TEXT UNDER STUDY —

The Last Kiowa Sun Dance

These pages are dedicated to LINN PAUAHLTY and SCOTT TONEMAH, two Kiowa Elders who have sought to preserve the history and culture of the Kiowa People and have shared their knowledge with the younger tribal members.

O Dom-oye-alm-k' hee, Creater of the earth,
Bless my prayer and heal our land,
Increase our food, the buffalo power,
Multiply my people, prolong their lives on earth,
Protect us from troubles and sickness,
That happiness and joy may be ours in life,
That life we live is so uncertain,
Consider my supplications with kindness,
For I talk to you as yet living for my people.

This prayer was last said one hundred eleven years ago, in 1887 when the Kiowa people held the last Sun dance, a religious and ceremonial gathering that was the centeral feature of Kiowa life for hundreds of years. The last century has brought great changes for the Kiowa. The Kiowa Nation, once a strong and dominant force on the Southern Plains, was crushed by both military and cultural pressures from the United States in the later part of the nineteenth century. Yet, despite the loss of land and control over their lives, the Kiowa have survived and have emerged to be a leader among Indian peoples. The Kiowa have maintained the delicate balance of preservation of many aspects of the traditional culture of the past through art, song and dance, while also progressing in the fields of education, employment, and economic development for the future. The Sun Dance was a part of the old life that passed, but still lives on in the spirit of many Kiowas.

While the Sun Dance ceremonies were eventually banned by the United States government, and the dance itself is no longer performed today, the Sundances influences still make an impact upon the Kiowa Life. Even when faced with pressures from the Dominent Society to adopt new ways of living and beliefs, the Kiowa people today have retained both memories and culteral elements of the Sun Dance from the past. For example, the ten Kiowa Tah-lee Medicine bundles ( sometimes erroneously referred to as the Ten Grandmothers), which played a central roll in the Sun Dance purification rituals are still cared for by tribal members charged with their safe protection. The "Brush Dance" which is still performed at the annual Kiowa Gourd Clan ceremonials, originated from dances held during the Sun Dance Lodge construction. Even some of the older tribal members can still remember some of the songs from a century ago, which played and integral part in the Sun Dance ceremonies. Moreover, purification through the use of the sweat lodge continues to this day and the steps of the Sun Dance, although somewhat different, do resemble the steps of the current day Gourd Dance and Black Leggings Dance.

This short article is intended to provide only a brief overview of the history and significance of the Kiowa Sun Dance, so that we may more fully apprciate its meaning today
Arvo Quoetone Mikkanen

The Significance of the Sun Dance

The Sun Dance was not a ceremony worshiping the sun, but rather it derived its name from the participants practice of staring upward or gazing into the sun. In Kiowa, Skaw-tow, meaning a cliff, bank or protection. Another less frequent word used was the Daw-s' tome, meaning a procession entering the lodge. The non-Indians have mistranslated the Kiowa word and called the ceremony the Ka-do, and also sometimes called the Medicine Dance, undoubtably because of the ceremonial significance of the event. Regardless of the name used, it is indisputable that the Sun Dance was the important religious ceremony for the Kiowas, as it was for many other plains Indian People. The Sun Dance was usually held once a year during the summer, and provided a time not only for ceremonial and religious celebration, but a time of re-union, sharing of news, healing, and self-renewal.

MATERIAL SUPPLIED —
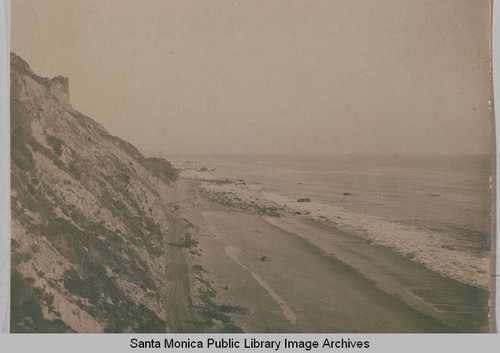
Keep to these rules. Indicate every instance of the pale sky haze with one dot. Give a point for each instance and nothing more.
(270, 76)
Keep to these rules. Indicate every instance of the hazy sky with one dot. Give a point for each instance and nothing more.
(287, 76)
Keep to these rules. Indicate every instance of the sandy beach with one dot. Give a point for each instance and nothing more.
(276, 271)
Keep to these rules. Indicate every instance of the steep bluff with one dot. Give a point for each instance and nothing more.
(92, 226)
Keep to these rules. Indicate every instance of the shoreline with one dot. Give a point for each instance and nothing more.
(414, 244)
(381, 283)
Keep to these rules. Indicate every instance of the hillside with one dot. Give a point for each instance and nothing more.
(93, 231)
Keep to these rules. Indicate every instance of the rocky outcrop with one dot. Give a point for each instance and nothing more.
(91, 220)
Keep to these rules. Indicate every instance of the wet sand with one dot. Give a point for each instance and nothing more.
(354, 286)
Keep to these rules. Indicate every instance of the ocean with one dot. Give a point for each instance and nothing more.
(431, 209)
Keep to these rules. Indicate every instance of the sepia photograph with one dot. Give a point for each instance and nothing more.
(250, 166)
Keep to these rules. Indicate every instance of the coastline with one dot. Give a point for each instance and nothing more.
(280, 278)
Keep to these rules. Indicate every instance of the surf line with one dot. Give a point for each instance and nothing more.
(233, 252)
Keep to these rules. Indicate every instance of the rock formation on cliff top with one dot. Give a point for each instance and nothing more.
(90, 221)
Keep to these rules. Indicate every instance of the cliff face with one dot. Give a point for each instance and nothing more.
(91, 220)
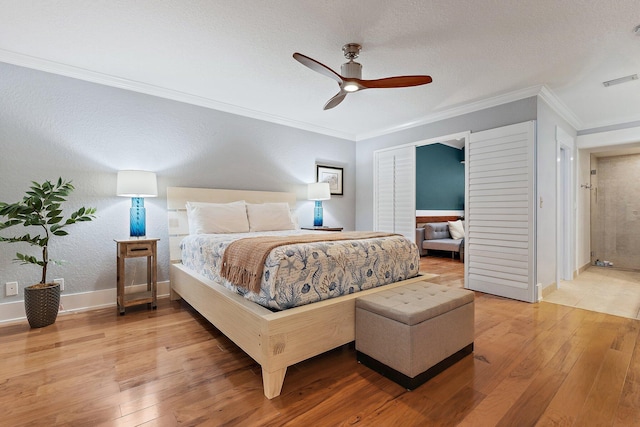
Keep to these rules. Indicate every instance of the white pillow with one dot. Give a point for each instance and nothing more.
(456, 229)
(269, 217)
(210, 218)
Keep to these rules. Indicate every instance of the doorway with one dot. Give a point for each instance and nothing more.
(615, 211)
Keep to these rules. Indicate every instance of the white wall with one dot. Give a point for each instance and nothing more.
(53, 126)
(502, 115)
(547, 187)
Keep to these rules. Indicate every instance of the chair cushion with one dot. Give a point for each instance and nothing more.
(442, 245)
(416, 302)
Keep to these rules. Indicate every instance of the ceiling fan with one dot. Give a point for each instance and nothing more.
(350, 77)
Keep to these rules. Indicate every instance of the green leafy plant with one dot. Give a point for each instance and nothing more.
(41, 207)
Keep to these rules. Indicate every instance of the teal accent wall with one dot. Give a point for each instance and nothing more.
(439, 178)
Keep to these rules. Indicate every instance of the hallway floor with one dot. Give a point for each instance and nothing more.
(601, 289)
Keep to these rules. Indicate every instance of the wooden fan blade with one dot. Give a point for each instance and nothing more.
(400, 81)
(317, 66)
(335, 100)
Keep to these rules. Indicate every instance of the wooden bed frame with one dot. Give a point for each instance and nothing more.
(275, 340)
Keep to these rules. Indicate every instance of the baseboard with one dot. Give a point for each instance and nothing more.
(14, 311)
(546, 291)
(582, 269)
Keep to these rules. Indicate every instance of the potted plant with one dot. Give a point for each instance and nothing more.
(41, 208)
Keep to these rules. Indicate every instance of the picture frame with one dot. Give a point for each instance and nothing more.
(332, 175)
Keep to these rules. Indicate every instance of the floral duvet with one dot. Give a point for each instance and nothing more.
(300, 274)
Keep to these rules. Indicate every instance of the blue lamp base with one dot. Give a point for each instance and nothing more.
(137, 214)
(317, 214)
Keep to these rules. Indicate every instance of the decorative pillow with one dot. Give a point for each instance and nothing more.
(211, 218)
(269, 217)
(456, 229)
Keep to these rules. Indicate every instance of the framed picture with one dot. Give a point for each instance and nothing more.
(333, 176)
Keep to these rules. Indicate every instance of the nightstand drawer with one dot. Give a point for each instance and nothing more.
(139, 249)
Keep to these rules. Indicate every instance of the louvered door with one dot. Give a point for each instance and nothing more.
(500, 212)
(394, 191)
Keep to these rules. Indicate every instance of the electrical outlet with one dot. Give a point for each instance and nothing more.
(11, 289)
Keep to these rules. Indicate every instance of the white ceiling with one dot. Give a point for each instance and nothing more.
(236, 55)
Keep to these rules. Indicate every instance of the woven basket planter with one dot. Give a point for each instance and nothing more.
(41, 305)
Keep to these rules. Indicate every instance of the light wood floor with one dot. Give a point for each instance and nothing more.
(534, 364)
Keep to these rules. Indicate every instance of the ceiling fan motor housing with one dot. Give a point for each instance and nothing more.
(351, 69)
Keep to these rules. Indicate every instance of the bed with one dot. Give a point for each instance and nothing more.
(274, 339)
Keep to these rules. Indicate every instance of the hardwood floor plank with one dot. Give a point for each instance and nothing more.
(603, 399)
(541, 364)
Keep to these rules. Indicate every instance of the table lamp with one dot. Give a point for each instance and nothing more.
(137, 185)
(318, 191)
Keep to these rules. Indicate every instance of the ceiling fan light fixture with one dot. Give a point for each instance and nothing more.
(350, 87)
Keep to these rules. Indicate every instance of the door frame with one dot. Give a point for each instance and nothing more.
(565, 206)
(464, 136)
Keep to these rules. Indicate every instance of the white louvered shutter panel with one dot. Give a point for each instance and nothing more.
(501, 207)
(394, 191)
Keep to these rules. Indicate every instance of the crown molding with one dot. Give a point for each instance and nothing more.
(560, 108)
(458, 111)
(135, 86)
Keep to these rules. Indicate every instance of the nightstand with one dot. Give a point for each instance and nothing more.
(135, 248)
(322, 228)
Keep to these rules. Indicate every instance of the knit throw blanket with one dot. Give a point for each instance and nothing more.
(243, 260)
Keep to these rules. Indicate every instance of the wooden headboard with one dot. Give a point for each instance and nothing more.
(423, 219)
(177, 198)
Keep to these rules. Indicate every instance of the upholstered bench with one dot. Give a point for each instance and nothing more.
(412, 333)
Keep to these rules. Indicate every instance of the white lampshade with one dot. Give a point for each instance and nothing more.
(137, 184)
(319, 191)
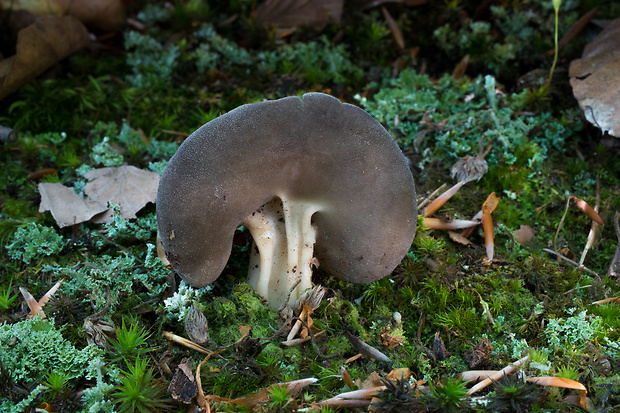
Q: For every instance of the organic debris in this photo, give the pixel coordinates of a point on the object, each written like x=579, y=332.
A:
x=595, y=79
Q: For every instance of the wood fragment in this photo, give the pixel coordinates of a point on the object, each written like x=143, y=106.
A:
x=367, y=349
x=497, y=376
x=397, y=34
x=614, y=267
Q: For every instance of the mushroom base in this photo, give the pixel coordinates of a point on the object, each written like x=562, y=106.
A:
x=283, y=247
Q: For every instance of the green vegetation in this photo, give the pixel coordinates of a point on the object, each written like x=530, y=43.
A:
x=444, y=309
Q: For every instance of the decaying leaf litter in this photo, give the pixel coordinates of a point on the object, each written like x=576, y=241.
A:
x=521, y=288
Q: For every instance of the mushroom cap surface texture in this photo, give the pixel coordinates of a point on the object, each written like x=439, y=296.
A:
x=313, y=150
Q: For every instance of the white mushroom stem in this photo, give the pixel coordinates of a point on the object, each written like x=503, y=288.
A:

WHAT YOU WILL DO —
a) According to the Kiowa Sun Dance text, in what year did the Kiowa people hold their last Sun Dance?
b) Rewrite the stretch of the Kiowa Sun Dance text from "O Dom-oye-alm-k' hee, Creater" through "for my people.", swapping "buffalo" for "bison".
The rows are not needed for this work.

LIST OF SOLUTIONS —
a) 1887

b)
O Dom-oye-alm-k' hee, Creater of the earth,
Bless my prayer and heal our land,
Increase our food, the bison power,
Multiply my people, prolong their lives on earth,
Protect us from troubles and sickness,
That happiness and joy may be ours in life,
That life we live is so uncertain,
Consider my supplications with kindness,
For I talk to you as yet living for my people.